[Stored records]
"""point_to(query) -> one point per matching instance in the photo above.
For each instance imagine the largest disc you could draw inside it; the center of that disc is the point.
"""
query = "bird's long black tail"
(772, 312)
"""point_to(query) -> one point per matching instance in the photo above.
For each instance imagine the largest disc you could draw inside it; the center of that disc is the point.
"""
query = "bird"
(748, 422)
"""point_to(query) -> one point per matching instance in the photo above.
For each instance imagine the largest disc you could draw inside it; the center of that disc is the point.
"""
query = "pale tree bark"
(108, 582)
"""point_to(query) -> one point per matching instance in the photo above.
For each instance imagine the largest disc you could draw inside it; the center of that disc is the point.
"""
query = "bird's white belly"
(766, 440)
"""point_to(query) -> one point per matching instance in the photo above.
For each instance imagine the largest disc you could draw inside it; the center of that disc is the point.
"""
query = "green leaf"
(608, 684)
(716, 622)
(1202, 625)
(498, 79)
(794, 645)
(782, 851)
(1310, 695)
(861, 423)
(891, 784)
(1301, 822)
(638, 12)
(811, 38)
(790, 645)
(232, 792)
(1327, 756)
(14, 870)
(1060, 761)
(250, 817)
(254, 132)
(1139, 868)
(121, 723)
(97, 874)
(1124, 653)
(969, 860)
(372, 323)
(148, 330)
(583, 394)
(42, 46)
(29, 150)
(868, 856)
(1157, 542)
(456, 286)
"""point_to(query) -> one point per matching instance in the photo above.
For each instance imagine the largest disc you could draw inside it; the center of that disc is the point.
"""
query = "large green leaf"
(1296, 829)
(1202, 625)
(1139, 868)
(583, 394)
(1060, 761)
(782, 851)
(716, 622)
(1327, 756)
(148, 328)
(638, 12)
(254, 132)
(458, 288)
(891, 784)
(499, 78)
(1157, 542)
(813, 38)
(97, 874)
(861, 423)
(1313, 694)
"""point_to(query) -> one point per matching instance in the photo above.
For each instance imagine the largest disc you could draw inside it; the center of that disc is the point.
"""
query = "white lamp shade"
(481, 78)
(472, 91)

● TASK ITEM: Return all of the data above exactly, leaving out no line.

● SOLVED EXERCISE:
"""point_to(query) -> one point per matching instance in the photo above.
For each instance imagine the largest disc you could draw inside it; the center of that disc is the point.
"""
query = "bird's long black tail"
(772, 312)
"""point_to(query) -> one point per matching instance in the photo above.
For each instance imagine the largest disc you could draw inside it; the center of that disc is the point.
"""
query = "bird"
(748, 422)
"""point_to(query) -> one point per matching instance in the photo above.
For each instance imagine the largest disc you could draw inside it; the center of that disc is the point.
"""
query = "pale tree bark"
(108, 582)
"""point_to(query) -> one point per matching instance in the photo above.
For each instance imagine the largest disc you could draw inside it; the center of that disc is the point.
"""
query = "bird's white belly"
(766, 440)
"""point_to(query) -> one point per matching instance in the photo above.
For each instance imagine the largest disc you could draw inside it; the center of that disc is the point.
"""
query = "green leaf"
(608, 684)
(716, 622)
(1202, 625)
(498, 79)
(794, 645)
(782, 851)
(1310, 695)
(861, 423)
(891, 784)
(1301, 822)
(638, 12)
(811, 38)
(790, 645)
(232, 792)
(1327, 756)
(14, 870)
(1060, 761)
(250, 817)
(254, 132)
(1139, 868)
(121, 723)
(97, 874)
(1124, 653)
(969, 860)
(372, 323)
(148, 330)
(583, 394)
(42, 46)
(29, 150)
(868, 856)
(1157, 542)
(456, 286)
"""point_to(query) -> one point per matching instance in the photo above.
For each instance imagine the largest disc you could draw inside it; the center of that disc is the point.
"""
query = "large green leaf"
(1296, 829)
(1202, 625)
(1139, 868)
(583, 394)
(1060, 761)
(782, 851)
(716, 622)
(1327, 756)
(148, 328)
(638, 12)
(254, 132)
(458, 288)
(891, 784)
(499, 78)
(1157, 542)
(813, 38)
(97, 874)
(861, 423)
(1313, 694)
"""point_to(query) -> one point per matching instance in the photo above.
For each instance imagine the largest disc you could draw inside it; the center of that disc is the point.
"""
query = "white lamp shade"
(481, 78)
(472, 91)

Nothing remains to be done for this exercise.